● **TÂCHE COURTE**:
Relevez, en les recopiant intégralement, toutes les lignes des items dans lesquelles figure le mot "white".

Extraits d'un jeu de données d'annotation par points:
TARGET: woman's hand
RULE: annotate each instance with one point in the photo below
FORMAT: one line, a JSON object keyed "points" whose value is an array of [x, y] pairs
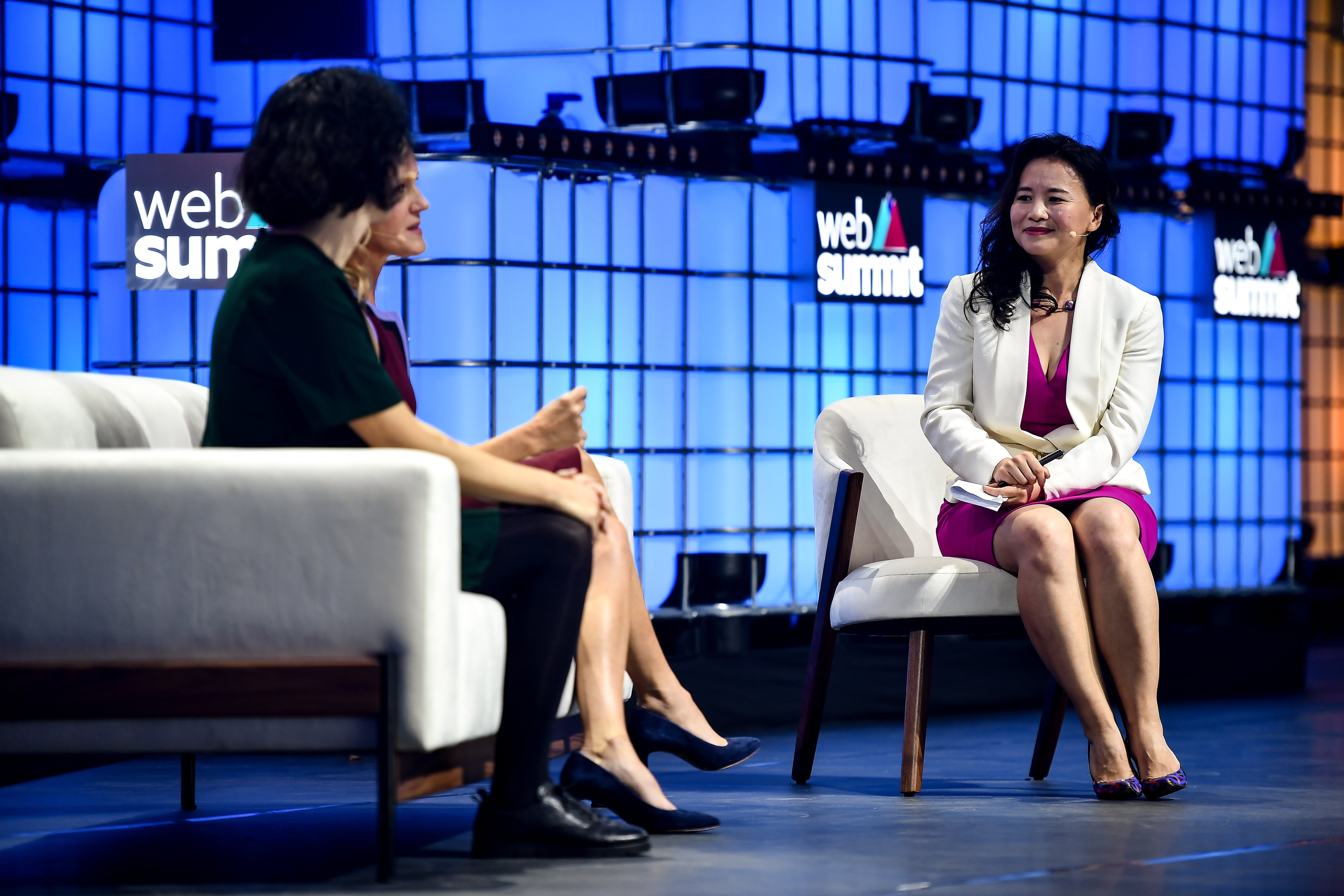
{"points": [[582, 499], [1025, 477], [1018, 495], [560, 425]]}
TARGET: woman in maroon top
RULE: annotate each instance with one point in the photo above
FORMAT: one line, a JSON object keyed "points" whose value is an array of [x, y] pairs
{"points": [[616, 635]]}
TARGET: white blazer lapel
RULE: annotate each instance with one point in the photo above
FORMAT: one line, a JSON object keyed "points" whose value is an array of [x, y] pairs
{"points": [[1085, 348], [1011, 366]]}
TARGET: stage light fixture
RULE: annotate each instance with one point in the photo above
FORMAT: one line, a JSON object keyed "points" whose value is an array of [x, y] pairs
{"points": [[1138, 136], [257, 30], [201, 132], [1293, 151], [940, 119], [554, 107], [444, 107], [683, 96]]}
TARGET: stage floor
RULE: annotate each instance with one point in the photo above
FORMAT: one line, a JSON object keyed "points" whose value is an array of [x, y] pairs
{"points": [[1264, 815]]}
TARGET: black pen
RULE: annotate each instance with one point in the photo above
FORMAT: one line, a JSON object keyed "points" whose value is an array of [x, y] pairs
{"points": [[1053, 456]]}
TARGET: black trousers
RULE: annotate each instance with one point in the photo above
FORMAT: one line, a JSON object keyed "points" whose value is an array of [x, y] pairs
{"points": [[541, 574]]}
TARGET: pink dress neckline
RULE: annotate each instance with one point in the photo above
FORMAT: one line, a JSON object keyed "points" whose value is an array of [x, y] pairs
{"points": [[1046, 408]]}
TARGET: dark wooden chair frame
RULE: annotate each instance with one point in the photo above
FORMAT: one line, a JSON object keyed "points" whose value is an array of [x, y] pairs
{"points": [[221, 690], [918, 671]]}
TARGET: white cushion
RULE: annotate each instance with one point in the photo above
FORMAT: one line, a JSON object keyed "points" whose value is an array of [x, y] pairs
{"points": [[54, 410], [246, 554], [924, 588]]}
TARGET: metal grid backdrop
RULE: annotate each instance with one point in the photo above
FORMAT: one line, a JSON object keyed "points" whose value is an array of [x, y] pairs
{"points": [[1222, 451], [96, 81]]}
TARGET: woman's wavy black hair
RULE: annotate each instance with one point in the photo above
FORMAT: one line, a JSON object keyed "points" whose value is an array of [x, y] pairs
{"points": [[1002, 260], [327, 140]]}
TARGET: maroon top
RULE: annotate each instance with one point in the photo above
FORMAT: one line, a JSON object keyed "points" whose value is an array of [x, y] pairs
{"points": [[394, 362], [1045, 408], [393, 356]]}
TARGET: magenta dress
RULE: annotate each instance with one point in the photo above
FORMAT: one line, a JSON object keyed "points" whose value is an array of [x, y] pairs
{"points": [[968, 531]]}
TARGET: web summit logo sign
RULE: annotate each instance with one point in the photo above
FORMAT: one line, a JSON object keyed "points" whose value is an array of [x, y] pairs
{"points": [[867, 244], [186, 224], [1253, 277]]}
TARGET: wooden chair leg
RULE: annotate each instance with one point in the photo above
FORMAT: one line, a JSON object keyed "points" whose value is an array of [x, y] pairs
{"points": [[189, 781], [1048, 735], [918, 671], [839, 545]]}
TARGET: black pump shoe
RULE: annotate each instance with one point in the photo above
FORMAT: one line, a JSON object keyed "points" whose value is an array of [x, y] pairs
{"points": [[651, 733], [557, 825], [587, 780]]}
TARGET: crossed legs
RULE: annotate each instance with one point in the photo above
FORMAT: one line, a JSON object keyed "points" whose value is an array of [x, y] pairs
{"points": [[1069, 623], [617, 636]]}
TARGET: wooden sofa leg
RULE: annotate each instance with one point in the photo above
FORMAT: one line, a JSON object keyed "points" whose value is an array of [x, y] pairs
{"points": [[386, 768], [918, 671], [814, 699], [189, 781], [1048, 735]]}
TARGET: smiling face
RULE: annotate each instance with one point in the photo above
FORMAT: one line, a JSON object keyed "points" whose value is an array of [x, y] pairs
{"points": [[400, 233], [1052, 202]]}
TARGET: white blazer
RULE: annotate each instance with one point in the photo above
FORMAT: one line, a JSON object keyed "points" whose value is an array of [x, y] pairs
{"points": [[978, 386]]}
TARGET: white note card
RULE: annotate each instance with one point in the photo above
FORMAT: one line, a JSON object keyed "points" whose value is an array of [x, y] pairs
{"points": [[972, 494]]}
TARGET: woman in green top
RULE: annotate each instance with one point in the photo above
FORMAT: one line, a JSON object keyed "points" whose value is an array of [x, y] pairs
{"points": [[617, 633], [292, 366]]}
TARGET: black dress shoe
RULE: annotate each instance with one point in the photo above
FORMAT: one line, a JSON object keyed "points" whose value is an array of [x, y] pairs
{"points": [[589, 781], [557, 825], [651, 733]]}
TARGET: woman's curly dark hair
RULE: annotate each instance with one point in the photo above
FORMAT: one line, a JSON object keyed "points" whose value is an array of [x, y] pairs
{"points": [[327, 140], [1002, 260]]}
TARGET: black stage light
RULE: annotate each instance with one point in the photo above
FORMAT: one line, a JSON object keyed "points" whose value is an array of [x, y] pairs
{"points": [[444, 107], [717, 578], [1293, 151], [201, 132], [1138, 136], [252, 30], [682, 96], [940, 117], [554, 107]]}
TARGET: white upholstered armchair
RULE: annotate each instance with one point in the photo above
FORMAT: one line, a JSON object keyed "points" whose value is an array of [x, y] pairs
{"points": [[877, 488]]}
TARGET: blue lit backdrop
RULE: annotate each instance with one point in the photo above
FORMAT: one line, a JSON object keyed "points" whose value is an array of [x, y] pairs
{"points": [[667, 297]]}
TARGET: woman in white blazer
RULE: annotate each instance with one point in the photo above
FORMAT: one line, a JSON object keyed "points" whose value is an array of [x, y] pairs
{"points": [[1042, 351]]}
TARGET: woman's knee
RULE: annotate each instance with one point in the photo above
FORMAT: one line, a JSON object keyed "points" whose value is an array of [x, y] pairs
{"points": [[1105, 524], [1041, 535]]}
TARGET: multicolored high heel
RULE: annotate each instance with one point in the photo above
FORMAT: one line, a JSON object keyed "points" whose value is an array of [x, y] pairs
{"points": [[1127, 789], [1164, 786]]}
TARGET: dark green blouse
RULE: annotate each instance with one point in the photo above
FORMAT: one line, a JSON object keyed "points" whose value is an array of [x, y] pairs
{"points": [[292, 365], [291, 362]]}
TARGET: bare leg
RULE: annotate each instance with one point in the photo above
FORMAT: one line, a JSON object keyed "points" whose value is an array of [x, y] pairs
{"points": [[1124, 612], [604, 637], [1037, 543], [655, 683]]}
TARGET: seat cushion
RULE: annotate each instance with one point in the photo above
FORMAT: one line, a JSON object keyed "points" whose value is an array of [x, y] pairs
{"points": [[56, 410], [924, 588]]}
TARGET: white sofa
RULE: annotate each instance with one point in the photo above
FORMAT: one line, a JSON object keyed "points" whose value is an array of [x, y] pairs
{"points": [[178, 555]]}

* * *

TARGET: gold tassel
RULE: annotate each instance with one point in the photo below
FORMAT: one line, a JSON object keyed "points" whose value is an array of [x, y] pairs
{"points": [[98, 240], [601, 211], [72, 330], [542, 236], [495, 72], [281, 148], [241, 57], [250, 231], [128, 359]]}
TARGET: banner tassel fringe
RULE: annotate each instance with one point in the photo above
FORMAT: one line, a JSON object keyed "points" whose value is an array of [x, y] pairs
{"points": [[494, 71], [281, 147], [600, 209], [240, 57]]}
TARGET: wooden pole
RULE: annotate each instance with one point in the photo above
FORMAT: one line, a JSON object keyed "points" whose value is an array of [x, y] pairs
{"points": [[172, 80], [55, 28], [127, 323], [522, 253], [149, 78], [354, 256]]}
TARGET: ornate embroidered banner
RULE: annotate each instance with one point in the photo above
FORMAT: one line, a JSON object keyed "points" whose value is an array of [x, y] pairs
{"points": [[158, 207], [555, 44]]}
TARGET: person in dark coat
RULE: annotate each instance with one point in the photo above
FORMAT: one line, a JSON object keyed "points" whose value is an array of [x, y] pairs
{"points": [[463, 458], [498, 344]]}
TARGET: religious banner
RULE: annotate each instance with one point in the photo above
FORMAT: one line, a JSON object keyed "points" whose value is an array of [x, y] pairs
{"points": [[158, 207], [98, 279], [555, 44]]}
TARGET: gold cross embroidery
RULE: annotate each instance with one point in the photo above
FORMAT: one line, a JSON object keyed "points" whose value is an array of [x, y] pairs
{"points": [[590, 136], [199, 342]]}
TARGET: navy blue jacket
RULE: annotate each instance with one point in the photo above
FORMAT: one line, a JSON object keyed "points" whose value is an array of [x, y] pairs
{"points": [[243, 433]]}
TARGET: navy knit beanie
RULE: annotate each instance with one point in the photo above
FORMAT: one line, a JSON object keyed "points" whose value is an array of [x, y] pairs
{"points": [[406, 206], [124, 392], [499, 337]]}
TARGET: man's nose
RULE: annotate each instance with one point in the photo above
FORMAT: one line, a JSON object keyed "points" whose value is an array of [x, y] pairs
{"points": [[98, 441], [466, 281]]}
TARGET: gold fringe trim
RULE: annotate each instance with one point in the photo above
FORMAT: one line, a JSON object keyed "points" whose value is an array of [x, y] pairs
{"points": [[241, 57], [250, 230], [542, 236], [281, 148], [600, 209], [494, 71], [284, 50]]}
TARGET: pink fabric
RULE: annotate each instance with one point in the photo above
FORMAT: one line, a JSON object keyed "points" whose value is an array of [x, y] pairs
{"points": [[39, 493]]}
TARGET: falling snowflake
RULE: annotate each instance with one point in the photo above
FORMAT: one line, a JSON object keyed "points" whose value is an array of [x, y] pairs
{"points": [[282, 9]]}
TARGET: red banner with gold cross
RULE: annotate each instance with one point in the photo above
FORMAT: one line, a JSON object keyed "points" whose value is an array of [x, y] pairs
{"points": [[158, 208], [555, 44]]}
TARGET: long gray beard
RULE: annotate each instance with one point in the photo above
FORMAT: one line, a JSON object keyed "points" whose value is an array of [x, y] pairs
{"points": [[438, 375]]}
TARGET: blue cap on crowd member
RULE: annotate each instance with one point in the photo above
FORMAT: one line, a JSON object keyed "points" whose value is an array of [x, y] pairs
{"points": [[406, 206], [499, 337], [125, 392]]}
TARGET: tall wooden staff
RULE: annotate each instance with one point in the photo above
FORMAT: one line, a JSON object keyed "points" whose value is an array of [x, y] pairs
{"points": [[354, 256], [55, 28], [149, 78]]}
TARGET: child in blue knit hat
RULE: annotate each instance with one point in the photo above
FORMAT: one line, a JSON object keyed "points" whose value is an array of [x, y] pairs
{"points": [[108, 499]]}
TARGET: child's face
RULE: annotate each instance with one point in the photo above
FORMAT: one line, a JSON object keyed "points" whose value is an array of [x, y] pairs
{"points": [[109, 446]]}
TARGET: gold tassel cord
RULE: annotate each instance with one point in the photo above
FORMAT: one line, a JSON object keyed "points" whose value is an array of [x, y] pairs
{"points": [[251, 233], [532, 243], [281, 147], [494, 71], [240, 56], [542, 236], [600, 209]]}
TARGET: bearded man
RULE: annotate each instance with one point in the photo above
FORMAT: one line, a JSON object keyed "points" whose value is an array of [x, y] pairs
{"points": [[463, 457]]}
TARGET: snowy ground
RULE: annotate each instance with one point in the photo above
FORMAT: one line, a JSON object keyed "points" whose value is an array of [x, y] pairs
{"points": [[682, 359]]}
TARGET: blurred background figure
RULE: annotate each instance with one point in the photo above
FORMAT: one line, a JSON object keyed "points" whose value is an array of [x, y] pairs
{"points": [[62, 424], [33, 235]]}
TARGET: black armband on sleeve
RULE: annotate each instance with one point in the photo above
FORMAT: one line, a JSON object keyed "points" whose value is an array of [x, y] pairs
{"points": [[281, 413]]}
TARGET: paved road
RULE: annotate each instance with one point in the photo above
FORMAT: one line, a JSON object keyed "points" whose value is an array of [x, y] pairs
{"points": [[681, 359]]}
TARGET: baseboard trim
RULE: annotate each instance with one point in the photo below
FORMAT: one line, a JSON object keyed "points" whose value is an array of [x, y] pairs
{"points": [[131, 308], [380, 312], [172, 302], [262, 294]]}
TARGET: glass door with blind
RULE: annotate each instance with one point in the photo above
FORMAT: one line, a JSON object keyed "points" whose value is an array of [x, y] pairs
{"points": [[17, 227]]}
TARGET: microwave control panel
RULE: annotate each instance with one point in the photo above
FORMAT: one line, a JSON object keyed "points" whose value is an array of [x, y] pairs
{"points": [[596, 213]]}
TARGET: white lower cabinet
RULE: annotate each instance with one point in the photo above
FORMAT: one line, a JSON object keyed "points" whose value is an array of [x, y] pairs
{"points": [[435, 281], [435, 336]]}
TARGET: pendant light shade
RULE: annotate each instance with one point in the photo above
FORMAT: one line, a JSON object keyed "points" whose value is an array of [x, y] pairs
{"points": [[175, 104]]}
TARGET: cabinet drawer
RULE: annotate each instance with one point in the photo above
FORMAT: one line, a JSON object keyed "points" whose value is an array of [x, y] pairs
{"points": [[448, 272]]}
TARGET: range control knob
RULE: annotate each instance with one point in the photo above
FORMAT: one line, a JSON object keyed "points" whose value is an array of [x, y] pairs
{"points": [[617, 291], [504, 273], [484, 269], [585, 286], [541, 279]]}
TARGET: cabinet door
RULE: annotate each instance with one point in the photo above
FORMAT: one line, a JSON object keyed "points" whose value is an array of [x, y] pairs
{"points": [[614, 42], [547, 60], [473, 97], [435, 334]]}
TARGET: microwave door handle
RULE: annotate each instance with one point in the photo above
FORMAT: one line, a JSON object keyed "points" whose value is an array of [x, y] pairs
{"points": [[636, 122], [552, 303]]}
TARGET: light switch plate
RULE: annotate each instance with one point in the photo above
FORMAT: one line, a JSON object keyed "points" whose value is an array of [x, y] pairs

---

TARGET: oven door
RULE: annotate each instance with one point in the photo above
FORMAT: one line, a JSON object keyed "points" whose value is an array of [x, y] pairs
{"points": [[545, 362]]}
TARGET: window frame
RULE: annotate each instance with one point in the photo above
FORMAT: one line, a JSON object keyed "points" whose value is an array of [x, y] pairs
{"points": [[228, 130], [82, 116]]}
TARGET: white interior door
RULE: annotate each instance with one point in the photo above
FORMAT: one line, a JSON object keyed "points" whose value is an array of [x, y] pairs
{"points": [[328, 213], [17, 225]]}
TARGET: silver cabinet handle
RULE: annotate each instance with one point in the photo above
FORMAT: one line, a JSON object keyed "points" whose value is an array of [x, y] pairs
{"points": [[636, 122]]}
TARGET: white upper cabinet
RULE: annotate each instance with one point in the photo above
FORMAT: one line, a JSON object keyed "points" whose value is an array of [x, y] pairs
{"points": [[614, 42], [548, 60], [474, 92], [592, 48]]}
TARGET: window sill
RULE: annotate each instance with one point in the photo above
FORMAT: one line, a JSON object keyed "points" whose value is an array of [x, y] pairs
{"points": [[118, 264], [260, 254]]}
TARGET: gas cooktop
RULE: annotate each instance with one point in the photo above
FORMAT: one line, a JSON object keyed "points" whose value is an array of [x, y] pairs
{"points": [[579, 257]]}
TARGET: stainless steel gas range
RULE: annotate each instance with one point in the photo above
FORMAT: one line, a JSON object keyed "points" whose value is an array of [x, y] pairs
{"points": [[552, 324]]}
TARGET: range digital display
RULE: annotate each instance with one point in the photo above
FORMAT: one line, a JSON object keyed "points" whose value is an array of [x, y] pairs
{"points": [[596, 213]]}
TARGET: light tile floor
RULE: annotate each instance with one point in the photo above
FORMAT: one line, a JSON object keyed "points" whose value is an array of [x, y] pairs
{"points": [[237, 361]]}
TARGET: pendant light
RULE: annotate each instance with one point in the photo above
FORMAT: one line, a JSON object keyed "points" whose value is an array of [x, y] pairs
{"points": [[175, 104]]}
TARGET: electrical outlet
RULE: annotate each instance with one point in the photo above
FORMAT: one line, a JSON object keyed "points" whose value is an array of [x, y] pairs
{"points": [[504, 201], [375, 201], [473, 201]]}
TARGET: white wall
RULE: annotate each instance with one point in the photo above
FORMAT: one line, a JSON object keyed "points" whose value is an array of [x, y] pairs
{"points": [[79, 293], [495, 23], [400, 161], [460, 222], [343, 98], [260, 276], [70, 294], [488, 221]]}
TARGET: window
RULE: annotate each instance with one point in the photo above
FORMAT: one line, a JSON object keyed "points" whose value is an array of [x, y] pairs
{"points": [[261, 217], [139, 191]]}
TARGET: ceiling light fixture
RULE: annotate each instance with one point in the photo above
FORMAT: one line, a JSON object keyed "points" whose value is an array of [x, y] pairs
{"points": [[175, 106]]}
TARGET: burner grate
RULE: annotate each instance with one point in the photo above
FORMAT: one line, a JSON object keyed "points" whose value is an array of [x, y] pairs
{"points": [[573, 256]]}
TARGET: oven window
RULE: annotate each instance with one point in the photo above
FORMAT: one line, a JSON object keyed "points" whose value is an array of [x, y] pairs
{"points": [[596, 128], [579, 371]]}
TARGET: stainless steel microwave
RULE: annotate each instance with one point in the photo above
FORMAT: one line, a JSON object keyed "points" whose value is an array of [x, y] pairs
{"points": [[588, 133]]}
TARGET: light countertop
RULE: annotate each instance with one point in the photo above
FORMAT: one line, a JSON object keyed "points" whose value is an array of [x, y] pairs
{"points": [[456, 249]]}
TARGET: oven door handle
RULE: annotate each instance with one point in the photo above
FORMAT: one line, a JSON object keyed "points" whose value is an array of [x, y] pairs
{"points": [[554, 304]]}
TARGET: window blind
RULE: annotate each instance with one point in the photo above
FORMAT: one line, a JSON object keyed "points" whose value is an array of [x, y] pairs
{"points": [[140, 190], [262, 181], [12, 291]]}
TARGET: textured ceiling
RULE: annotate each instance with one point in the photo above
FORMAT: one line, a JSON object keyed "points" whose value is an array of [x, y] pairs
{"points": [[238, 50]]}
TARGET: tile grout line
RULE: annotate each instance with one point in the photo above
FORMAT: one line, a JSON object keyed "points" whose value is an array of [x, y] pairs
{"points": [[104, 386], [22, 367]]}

● **SOLUTION RÉDIGÉE**:
TARGET: white blazer lapel
TARGET: white cushion
TARGET: white blazer
TARGET: white note card
TARGET: white upholstered armchair
TARGET: woman in white blazer
TARGET: white sofa
TARGET: white lower cabinet
TARGET: white interior door
TARGET: white upper cabinet
TARGET: white wall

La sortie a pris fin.